- **WRITTEN PROBLEM**:
Reproduce these items line for line, without changing anything.

-- Begin MATERIALS PROVIDED --

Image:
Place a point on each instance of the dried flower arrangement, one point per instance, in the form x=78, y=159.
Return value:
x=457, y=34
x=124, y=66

-- End MATERIALS PROVIDED --

- **RESULT**:
Image:
Place a point on each instance of the dried flower arrangement, one point per instance, in the form x=78, y=159.
Return value:
x=457, y=34
x=124, y=66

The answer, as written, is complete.